━━━━━ Passage for review

As for us being a hologram. Who knows. I am sure that's not it exactly but maybe we are simply the creation, in an aquarium, by some 9 year old equivalent god who didn't like tropical fish and decided to build a universe to entertain him, for the last 14 billion years...but this aquarium is more like a movie theatre using light. This almost makes as much sense as Einstein's equation.

Anyway, like Einstein and the billions before me, I am sure I will go to my grave without ever figuring it out, but as I said before...the questions are fun.


----------



## carverman (Nov 8, 2010)

OptsyEagle said:


> Don't you think that it is a little peculiar, however, that energy and matter interrelate to each other by EXACTLY the speed of light, squared?


No, I like many others have accepted Einsteins theory and formula for relativity. You can't change that.
Light partices (photons or whatever you want to call them is E (ENERGY). if you dont believe that, just take a magnifying glass on a sunny day and concentrate the sun's light (photon) energy on a piece of paper....it will start to smoke and catch fire.

━━━━━━━━━━
━━━━━ Stored data

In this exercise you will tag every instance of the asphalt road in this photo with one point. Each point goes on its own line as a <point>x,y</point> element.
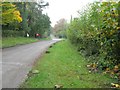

━━━━━━━━━━

In the forum thread, why does carverman not find the speed-of-light-squared relationship peculiar, and what does he propose to show that light is energy?

▶ Solution to this task
He has accepted Einstein's theory and formula, along with many others, and says that cannot be changed. To show that light is energy, he suggests using a magnifying glass on a sunny day to concentrate the sun's light on a piece of paper, which will start to smoke and catch fire.